--- START OF Supplied text ---

The headline for an article in the Times Literary Supplement reads: "The Self You Choose." The article concerns how the poet Thom Gunn tried to find a new identity in part by changing his given name from William Guinneach Gunn. Can we really choose a self? Though we can give ourselves a new name or even change our sex, we are always chained to our ethnic identity. I will always be of Jewish descent.

I could ignore my ethnic heritage, dismissing it as inconsequential. Or I could brood about it, as Philip Roth often does in his novels. Or I could embrace it. The brother of a Jewish woman I know has three sons who have a strong sense of their Jewish identity, but each has chosen a different way of celebrating it. One is a secular Jew—interested in Jewish culture but not observant. Another is a Reform Jew—that is, observant but only mildly so. The third has become a Hasidic Jew—choosing a very strict and demanding version of Judaism, immersing himself in a world filled with Jewish rites and rituals.

It is unlikely that I will choose any of these Jewish identities; I'm in my sixties and haven't chosen one of them yet. Though I have not tried to hide my Jewish heritage, I've more or less ignored it for the last forty years. Yet the Jewish component of my identity cannot be gainsaid. "Memory," a writer in the Economist says, "is central to the question of 'who am I?'"

--- END OF Supplied text ---
--- START OF Dataset excerpts ---

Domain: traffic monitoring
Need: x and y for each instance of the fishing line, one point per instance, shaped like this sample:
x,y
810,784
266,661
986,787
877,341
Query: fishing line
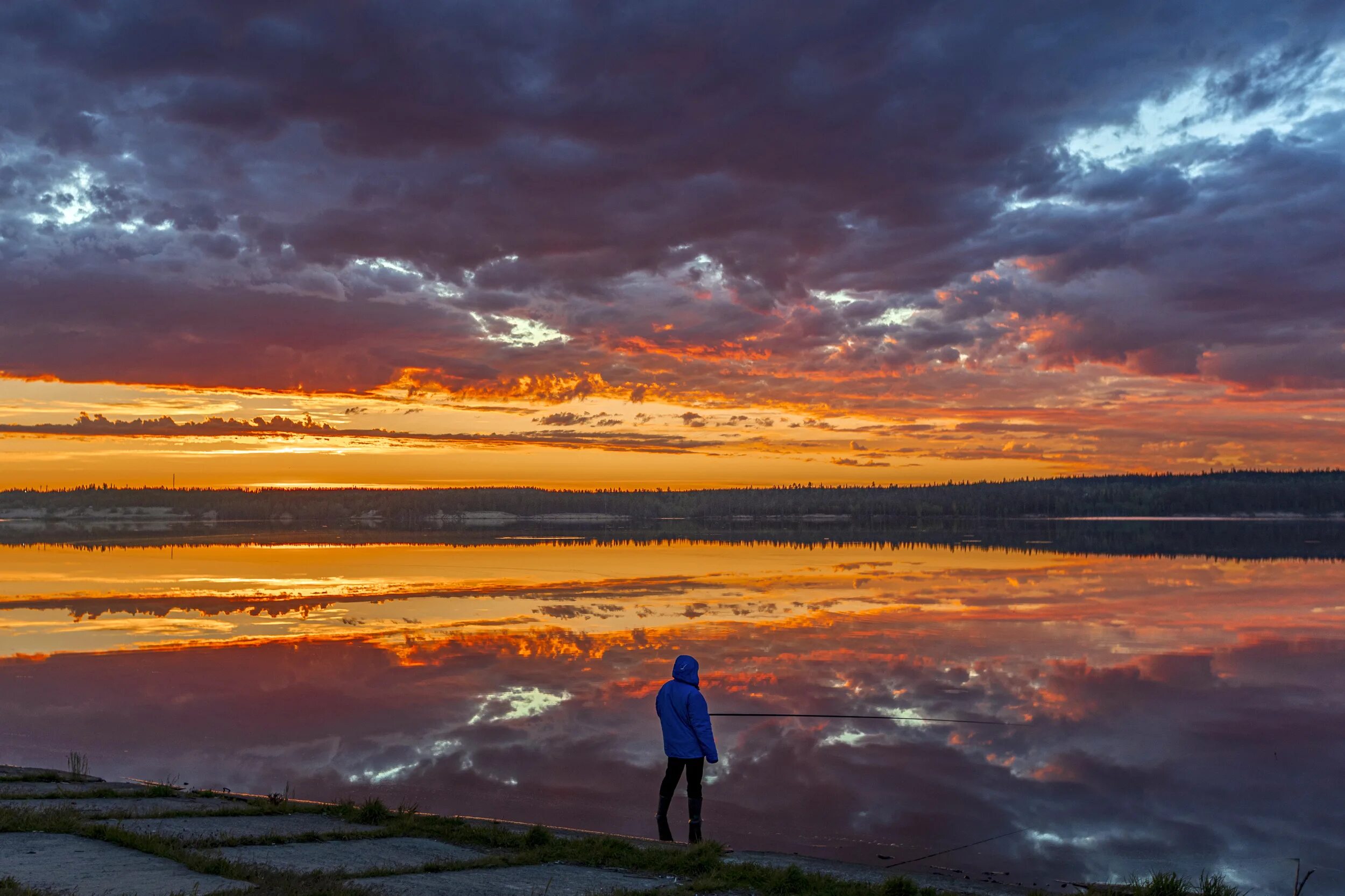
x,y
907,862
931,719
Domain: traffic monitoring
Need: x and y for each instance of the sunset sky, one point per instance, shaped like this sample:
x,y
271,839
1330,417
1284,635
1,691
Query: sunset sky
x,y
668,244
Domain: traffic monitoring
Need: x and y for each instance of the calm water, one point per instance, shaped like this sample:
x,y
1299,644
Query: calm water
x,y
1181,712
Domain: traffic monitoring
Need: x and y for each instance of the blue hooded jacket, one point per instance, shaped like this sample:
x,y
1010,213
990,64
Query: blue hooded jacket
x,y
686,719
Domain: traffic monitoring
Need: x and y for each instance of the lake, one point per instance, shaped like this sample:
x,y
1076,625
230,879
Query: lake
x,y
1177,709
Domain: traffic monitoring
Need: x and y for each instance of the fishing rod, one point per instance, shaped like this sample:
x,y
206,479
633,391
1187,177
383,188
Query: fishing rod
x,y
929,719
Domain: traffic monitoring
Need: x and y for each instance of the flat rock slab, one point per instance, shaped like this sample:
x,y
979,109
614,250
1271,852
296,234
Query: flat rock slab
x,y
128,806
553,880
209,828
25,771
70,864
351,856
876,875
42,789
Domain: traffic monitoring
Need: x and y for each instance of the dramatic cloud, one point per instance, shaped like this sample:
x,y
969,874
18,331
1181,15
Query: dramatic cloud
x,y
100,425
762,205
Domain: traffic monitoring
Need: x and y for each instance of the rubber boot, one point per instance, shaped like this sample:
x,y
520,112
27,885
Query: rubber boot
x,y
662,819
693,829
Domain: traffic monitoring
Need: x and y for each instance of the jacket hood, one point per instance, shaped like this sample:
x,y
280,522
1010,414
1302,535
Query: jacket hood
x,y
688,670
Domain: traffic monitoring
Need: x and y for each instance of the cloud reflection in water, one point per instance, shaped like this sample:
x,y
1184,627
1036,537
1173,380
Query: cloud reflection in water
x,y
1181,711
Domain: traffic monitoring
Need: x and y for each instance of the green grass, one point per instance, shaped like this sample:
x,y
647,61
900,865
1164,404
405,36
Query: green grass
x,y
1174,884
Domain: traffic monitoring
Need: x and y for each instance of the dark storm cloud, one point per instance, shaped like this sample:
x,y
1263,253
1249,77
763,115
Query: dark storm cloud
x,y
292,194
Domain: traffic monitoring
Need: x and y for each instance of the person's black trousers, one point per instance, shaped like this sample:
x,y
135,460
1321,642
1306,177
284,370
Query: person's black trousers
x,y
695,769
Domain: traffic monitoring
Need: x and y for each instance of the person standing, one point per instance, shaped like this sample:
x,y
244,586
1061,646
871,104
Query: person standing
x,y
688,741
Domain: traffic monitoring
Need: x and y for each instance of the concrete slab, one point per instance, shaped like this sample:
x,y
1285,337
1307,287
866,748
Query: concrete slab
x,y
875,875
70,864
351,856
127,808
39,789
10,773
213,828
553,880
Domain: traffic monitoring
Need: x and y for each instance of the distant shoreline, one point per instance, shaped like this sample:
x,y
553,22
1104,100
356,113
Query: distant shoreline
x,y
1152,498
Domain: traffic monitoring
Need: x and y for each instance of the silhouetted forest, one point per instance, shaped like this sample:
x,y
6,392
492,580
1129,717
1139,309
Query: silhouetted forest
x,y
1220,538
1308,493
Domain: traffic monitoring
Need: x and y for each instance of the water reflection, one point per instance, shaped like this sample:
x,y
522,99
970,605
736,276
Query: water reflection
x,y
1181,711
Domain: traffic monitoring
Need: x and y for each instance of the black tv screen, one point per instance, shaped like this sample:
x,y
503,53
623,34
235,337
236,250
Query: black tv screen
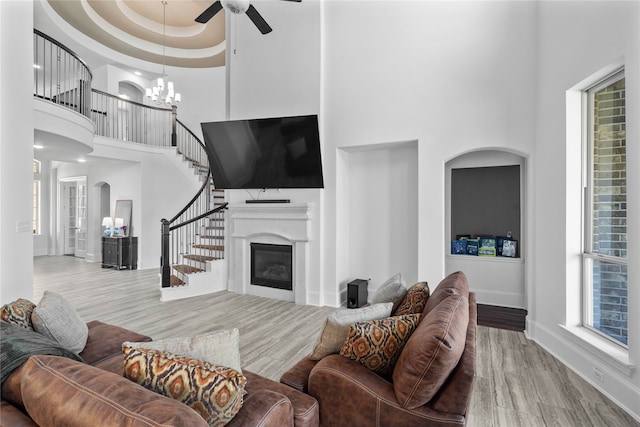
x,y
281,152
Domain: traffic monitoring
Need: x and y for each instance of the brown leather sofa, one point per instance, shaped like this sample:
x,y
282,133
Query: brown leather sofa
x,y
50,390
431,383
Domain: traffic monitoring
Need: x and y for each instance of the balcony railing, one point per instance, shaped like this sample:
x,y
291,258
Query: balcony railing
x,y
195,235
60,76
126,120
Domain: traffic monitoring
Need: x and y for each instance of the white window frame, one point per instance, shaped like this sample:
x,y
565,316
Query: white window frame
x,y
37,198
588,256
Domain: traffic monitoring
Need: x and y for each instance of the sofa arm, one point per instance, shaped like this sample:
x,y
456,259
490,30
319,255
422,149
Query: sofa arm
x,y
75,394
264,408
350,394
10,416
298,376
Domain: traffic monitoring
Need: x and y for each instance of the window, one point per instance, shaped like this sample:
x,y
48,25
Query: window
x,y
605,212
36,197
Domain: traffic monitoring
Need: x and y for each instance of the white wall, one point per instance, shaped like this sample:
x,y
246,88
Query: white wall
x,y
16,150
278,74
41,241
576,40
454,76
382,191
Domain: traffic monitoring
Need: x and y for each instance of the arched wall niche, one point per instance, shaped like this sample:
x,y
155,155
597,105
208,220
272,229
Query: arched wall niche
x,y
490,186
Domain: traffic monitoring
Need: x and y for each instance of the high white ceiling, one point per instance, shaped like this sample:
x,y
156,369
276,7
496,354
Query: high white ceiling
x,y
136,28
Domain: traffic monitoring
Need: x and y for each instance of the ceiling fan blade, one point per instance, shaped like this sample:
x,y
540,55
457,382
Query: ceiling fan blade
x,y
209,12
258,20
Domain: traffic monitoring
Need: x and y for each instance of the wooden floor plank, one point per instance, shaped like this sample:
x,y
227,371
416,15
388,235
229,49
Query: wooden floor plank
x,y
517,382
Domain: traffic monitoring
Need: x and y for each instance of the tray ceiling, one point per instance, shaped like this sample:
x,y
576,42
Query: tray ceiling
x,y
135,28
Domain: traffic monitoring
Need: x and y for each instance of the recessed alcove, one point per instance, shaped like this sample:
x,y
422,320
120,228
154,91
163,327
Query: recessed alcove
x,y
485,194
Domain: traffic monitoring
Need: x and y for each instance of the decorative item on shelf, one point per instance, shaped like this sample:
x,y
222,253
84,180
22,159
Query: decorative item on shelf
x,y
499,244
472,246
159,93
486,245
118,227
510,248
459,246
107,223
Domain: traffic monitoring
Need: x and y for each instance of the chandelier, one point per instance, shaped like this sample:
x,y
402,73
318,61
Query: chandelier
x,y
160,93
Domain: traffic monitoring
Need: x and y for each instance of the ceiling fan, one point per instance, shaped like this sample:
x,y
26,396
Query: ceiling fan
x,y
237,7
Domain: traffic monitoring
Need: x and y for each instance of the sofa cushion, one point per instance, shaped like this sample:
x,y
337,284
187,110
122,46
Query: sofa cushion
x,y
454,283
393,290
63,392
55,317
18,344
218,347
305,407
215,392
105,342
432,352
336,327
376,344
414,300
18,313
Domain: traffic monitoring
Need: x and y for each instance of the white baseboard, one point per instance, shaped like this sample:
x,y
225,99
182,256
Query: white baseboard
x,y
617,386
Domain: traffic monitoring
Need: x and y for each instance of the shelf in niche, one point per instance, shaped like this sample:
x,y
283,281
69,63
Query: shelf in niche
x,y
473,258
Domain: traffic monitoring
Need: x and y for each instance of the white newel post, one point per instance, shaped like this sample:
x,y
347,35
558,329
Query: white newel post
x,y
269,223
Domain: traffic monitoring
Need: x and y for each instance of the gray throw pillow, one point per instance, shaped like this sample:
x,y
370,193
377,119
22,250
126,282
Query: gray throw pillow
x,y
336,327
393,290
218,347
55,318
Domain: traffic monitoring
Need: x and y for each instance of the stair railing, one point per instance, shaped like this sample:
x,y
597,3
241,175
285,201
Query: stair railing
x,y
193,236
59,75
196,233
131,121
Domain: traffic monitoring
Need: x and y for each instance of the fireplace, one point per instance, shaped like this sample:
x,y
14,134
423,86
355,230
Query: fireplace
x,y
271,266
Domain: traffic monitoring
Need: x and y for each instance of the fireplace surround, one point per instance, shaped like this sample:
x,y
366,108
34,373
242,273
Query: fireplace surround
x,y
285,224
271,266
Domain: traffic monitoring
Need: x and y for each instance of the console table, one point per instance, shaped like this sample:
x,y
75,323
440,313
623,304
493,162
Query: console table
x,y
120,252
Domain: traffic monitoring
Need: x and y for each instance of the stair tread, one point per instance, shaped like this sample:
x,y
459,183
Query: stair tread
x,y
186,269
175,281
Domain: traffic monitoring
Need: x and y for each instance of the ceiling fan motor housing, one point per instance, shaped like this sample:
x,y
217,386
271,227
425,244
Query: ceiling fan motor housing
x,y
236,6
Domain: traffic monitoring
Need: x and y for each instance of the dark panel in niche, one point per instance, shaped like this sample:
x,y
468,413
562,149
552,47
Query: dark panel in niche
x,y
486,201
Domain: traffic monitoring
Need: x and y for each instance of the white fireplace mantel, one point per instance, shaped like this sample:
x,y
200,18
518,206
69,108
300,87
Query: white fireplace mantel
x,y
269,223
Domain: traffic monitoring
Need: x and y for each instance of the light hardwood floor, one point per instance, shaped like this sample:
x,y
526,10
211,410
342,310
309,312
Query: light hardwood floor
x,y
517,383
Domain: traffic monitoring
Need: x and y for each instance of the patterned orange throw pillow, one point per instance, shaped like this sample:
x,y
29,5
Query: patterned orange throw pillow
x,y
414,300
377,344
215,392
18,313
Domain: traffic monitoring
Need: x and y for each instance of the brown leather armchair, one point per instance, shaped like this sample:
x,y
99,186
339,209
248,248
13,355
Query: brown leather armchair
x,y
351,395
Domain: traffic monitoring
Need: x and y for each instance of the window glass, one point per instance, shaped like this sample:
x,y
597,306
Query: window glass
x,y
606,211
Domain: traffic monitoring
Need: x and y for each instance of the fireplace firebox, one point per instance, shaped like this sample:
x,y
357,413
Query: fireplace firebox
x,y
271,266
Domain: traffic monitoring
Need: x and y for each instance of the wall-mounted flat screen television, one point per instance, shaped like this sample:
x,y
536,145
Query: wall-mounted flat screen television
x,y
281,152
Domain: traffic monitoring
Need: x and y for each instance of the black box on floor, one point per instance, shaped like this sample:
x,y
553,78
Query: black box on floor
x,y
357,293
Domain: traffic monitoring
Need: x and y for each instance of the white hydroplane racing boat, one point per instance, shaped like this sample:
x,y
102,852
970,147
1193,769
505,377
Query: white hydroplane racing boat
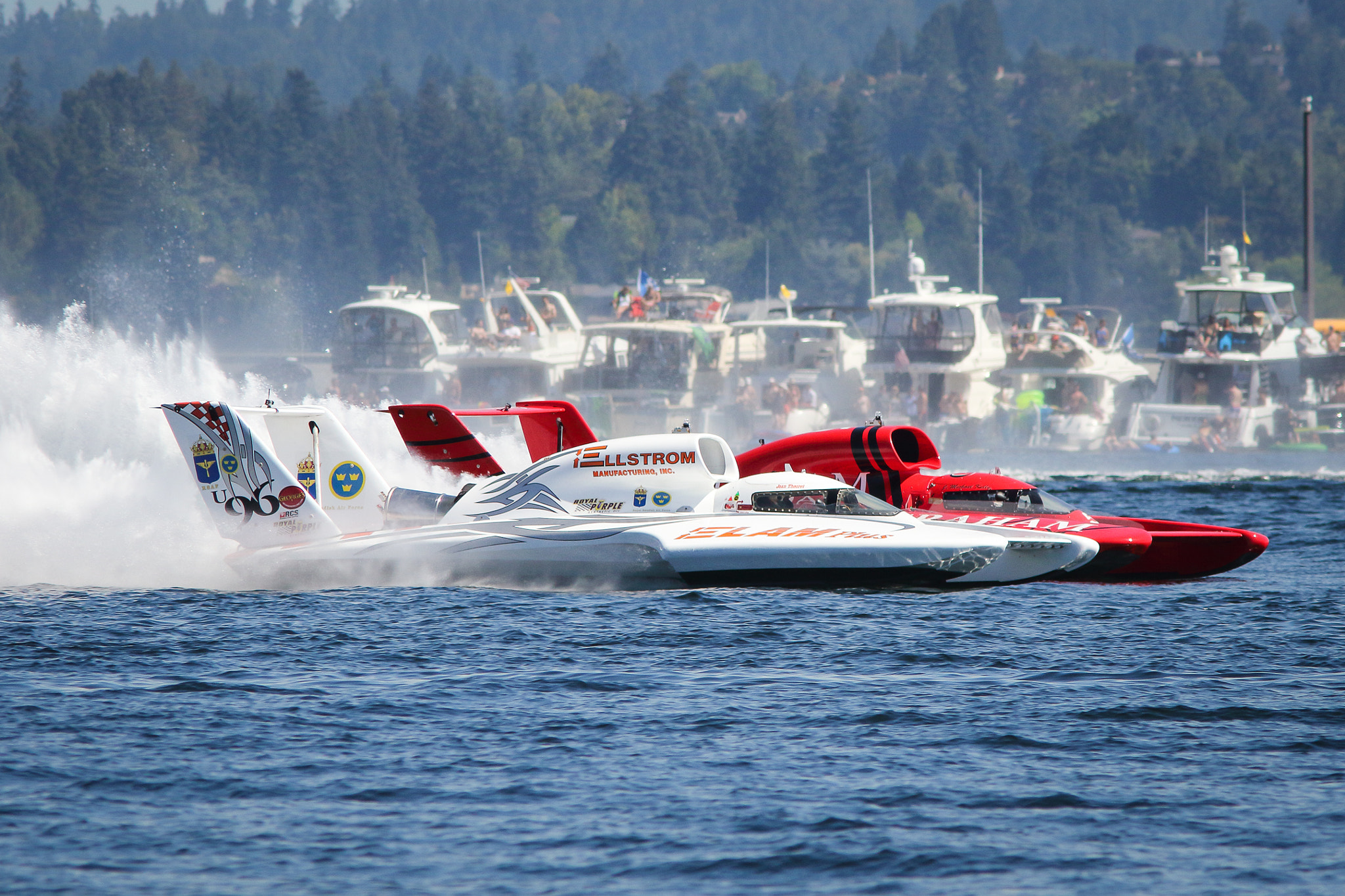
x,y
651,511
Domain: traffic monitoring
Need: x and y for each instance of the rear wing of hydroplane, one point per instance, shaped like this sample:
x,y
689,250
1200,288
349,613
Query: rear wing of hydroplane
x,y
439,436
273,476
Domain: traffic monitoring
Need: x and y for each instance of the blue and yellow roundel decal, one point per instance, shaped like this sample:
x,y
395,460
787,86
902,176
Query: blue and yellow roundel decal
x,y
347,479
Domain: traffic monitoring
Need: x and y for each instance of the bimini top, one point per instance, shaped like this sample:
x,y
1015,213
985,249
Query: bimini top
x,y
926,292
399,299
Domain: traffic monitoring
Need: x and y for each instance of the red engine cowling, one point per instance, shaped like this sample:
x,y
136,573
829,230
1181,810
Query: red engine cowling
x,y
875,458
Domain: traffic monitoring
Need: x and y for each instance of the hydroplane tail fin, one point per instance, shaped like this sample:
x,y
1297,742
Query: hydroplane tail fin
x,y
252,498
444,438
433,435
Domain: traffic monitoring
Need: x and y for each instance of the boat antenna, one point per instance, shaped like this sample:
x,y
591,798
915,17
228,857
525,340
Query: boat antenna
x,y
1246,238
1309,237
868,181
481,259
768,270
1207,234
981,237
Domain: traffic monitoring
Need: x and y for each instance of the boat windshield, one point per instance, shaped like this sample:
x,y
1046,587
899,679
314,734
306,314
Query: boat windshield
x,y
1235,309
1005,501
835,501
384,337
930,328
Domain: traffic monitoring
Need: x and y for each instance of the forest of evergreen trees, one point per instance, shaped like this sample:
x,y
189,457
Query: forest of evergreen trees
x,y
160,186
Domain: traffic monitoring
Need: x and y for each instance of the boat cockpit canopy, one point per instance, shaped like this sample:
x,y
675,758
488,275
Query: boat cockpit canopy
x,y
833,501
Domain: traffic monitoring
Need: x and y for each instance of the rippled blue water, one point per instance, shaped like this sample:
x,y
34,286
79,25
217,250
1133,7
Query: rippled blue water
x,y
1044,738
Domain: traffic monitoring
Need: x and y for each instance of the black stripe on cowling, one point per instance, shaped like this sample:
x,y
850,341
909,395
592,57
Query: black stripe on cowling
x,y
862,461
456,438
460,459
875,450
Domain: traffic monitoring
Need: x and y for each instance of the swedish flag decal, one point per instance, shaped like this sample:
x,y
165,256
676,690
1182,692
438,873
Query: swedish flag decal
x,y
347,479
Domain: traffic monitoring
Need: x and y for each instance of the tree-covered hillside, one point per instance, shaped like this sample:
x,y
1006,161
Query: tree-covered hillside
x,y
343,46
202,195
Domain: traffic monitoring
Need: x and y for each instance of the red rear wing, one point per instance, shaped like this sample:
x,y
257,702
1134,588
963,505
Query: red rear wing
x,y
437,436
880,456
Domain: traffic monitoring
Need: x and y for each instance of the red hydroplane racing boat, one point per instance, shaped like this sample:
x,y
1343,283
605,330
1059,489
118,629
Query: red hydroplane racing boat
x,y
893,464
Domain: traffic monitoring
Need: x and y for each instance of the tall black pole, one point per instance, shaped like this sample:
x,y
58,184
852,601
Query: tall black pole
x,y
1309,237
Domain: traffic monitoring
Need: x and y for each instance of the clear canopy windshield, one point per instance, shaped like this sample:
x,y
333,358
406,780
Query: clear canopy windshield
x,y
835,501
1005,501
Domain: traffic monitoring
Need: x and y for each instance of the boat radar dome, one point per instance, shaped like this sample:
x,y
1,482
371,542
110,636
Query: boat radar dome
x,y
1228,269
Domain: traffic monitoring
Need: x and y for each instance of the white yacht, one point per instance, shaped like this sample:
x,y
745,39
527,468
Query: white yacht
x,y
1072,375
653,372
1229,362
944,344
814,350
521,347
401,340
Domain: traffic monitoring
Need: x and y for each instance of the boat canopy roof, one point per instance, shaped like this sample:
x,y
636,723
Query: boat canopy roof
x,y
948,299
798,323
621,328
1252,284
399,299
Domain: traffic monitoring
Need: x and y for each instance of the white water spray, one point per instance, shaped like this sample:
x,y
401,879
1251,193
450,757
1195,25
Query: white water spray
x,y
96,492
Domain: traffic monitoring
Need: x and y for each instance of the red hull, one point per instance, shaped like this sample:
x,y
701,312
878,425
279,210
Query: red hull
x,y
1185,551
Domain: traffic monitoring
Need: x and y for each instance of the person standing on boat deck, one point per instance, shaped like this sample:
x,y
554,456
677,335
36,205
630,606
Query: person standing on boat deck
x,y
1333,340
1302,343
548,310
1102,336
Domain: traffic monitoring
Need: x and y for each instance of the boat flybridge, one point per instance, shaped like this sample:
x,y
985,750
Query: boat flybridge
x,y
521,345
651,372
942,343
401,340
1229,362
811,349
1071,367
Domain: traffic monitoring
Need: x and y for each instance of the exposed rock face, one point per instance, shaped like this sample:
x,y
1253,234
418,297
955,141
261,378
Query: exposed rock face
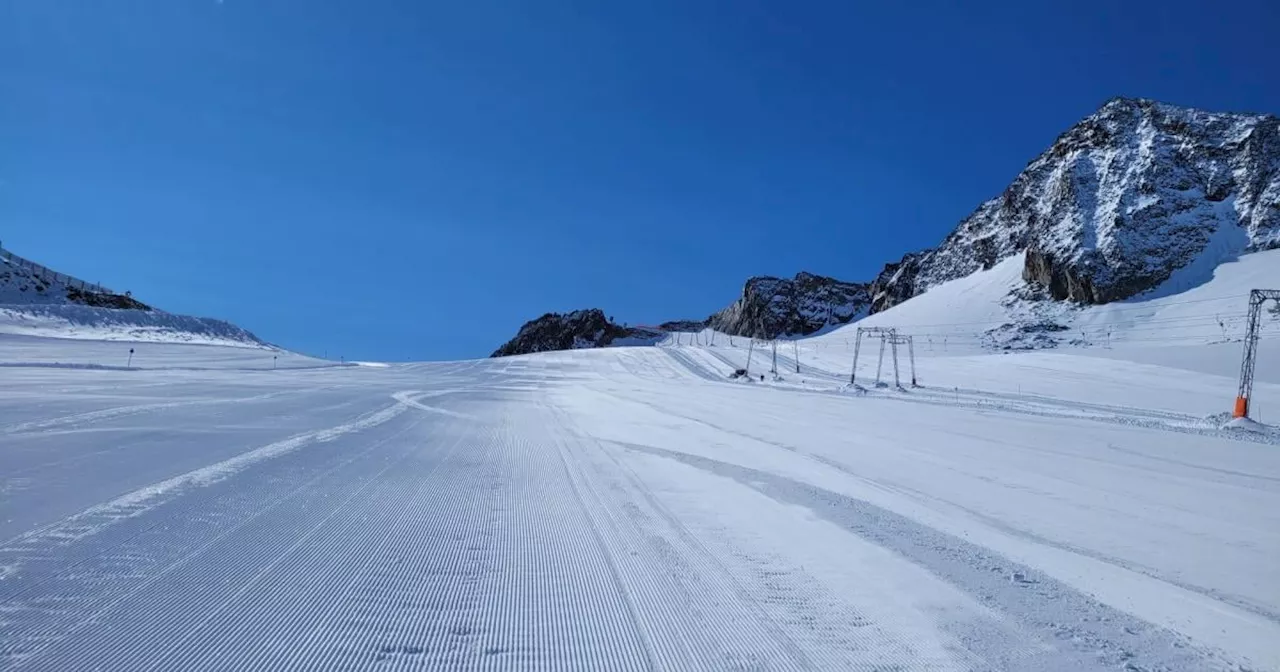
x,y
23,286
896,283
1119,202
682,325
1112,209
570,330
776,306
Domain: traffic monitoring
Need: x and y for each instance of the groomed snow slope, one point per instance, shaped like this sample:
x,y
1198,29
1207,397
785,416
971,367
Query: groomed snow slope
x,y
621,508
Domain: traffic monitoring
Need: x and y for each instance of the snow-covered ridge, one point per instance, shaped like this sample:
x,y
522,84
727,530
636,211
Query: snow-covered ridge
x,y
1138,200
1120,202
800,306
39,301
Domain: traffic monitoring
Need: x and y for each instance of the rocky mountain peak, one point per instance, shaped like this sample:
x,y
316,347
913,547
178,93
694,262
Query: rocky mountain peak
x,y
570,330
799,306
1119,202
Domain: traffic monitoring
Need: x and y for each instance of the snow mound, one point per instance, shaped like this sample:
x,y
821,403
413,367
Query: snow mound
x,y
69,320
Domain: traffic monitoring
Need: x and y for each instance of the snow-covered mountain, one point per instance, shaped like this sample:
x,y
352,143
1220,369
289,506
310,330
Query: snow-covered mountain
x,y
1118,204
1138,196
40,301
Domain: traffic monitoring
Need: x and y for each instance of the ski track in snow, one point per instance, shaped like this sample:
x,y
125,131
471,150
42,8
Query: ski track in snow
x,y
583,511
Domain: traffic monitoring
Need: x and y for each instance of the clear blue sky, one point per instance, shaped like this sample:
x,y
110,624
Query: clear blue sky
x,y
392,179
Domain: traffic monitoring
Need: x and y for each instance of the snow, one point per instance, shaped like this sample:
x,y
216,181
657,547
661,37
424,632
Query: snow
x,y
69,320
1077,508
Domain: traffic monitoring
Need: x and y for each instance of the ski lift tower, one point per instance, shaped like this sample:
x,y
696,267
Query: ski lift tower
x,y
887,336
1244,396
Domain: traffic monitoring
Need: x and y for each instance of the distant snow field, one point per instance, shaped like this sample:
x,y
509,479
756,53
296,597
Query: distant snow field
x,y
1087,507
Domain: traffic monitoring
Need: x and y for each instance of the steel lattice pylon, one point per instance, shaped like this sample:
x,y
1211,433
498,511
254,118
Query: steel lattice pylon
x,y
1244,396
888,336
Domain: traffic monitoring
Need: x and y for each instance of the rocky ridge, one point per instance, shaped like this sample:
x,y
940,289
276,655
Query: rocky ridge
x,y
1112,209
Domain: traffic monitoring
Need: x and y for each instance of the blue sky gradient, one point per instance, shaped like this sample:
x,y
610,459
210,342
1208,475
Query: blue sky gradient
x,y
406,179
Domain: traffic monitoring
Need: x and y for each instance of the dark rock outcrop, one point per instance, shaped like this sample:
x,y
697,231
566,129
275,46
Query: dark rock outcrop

--- END OF Dataset excerpts ---

What to work on:
a - Transcribe the passage on Jewish identity starting at "The headline for" and ending at "of Jewish descent.".
b - In the passage on Jewish identity, what was Thom Gunn's given name before he changed it?
The rows have no connection to the passage on Jewish identity.

Outputs by task:
a -
The headline for an article in the Times Literary Supplement reads: "The Self You Choose." The article concerns how the poet Thom Gunn tried to find a new identity in part by changing his given name from William Guinneach Gunn. Can we really choose a self? Though we can give ourselves a new name or even change our sex, we are always chained to our ethnic identity. I will always be of Jewish descent.

b - William Guinneach Gunn